Print each line of the records below verbatim, changing nothing.
--- DATASET RECORDS ---
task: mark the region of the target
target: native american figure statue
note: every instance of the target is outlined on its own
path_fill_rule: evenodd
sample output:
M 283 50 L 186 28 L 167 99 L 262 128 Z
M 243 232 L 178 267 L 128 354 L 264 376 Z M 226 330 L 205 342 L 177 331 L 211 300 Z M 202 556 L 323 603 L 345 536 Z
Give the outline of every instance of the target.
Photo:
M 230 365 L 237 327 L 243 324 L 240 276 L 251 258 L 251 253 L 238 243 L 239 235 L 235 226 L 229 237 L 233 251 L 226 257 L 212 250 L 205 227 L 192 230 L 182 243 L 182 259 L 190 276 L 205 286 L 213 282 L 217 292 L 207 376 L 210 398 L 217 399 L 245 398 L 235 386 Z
---
_SOLVED EXERCISE_
task: mark the region of the target
target: native american figure statue
note: every instance of the target is outlined on its own
path_fill_rule: evenodd
sample output:
M 283 50 L 186 28 L 167 99 L 262 128 Z
M 243 232 L 178 267 L 128 354 L 264 376 Z M 226 330 L 205 342 L 177 331 L 211 300 Z M 202 556 L 323 603 L 345 536 Z
Give the outline of every instance of the target.
Photo:
M 230 365 L 237 327 L 243 324 L 240 276 L 251 258 L 251 253 L 238 243 L 239 235 L 235 226 L 229 237 L 233 251 L 226 257 L 212 250 L 205 227 L 192 230 L 182 243 L 182 259 L 190 276 L 205 286 L 213 282 L 217 292 L 207 376 L 210 398 L 217 399 L 245 398 L 235 386 Z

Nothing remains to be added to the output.